Exercise objective: List every line in the rows below that contains the word "clipboard".

[Saved entries]
....................

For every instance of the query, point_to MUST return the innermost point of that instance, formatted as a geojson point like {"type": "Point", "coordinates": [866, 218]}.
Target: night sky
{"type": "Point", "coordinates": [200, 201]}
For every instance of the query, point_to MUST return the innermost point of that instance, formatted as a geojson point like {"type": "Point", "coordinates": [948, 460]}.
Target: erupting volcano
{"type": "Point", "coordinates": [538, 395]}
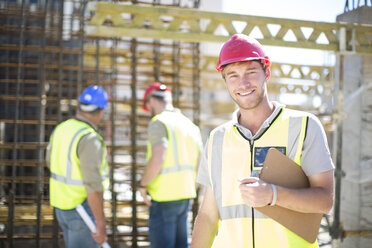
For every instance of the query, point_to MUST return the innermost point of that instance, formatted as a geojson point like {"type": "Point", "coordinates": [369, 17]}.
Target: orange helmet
{"type": "Point", "coordinates": [241, 48]}
{"type": "Point", "coordinates": [155, 89]}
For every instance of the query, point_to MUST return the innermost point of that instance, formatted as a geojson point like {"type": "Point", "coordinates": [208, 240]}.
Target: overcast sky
{"type": "Point", "coordinates": [312, 10]}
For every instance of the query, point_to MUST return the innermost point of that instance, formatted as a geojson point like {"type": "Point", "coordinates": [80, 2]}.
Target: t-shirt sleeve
{"type": "Point", "coordinates": [157, 133]}
{"type": "Point", "coordinates": [203, 174]}
{"type": "Point", "coordinates": [90, 152]}
{"type": "Point", "coordinates": [316, 157]}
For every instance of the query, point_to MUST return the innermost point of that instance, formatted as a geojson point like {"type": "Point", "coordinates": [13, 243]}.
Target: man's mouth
{"type": "Point", "coordinates": [245, 93]}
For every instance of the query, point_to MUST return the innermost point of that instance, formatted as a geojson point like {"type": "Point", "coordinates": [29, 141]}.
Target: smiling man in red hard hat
{"type": "Point", "coordinates": [237, 149]}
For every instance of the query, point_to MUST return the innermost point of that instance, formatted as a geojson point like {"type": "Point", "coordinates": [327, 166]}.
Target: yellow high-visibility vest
{"type": "Point", "coordinates": [176, 179]}
{"type": "Point", "coordinates": [66, 183]}
{"type": "Point", "coordinates": [232, 156]}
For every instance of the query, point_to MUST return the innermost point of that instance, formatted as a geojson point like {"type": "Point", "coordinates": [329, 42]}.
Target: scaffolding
{"type": "Point", "coordinates": [51, 50]}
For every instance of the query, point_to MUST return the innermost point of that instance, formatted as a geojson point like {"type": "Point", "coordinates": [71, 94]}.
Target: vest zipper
{"type": "Point", "coordinates": [253, 236]}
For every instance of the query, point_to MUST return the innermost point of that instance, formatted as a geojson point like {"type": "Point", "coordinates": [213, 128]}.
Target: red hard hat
{"type": "Point", "coordinates": [241, 48]}
{"type": "Point", "coordinates": [154, 87]}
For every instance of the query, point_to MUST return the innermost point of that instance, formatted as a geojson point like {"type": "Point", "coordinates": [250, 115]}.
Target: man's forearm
{"type": "Point", "coordinates": [95, 201]}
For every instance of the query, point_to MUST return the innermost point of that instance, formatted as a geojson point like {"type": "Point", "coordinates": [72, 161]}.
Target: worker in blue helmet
{"type": "Point", "coordinates": [76, 157]}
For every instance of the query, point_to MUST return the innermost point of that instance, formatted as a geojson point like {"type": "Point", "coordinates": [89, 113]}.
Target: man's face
{"type": "Point", "coordinates": [245, 82]}
{"type": "Point", "coordinates": [149, 105]}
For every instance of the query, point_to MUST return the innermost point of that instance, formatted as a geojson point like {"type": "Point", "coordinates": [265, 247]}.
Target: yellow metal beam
{"type": "Point", "coordinates": [190, 25]}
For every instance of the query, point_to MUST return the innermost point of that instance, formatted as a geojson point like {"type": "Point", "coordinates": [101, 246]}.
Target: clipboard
{"type": "Point", "coordinates": [280, 170]}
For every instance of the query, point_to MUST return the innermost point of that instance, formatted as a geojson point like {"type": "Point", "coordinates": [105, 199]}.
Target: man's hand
{"type": "Point", "coordinates": [255, 192]}
{"type": "Point", "coordinates": [100, 236]}
{"type": "Point", "coordinates": [144, 195]}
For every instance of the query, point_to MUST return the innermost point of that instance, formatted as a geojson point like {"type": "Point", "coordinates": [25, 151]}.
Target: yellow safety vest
{"type": "Point", "coordinates": [231, 156]}
{"type": "Point", "coordinates": [66, 184]}
{"type": "Point", "coordinates": [176, 179]}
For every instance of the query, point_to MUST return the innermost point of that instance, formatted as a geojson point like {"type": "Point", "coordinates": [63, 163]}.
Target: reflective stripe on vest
{"type": "Point", "coordinates": [230, 157]}
{"type": "Point", "coordinates": [68, 178]}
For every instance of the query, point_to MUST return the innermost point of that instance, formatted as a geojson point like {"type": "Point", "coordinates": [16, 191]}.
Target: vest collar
{"type": "Point", "coordinates": [83, 119]}
{"type": "Point", "coordinates": [246, 132]}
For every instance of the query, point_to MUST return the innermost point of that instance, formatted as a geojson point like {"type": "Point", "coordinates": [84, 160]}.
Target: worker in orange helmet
{"type": "Point", "coordinates": [174, 145]}
{"type": "Point", "coordinates": [237, 149]}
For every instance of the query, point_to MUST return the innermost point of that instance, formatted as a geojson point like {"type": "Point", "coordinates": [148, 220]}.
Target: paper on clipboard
{"type": "Point", "coordinates": [88, 221]}
{"type": "Point", "coordinates": [280, 170]}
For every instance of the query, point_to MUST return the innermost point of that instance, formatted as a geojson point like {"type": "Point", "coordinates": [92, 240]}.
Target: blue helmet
{"type": "Point", "coordinates": [94, 95]}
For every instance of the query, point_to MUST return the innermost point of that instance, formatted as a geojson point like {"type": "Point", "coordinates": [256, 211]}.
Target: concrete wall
{"type": "Point", "coordinates": [356, 186]}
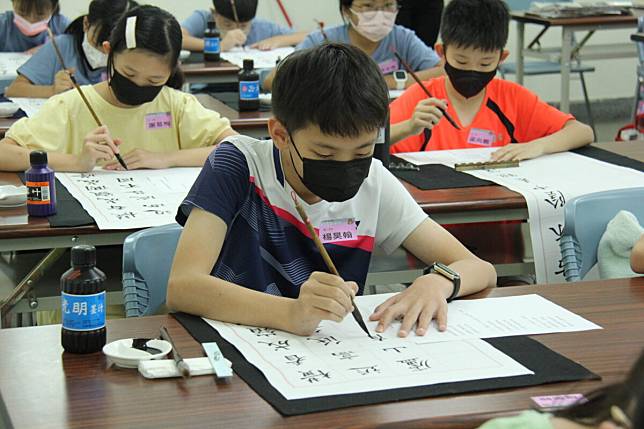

....................

Task output:
Target: clipboard
Target: paper on clipboard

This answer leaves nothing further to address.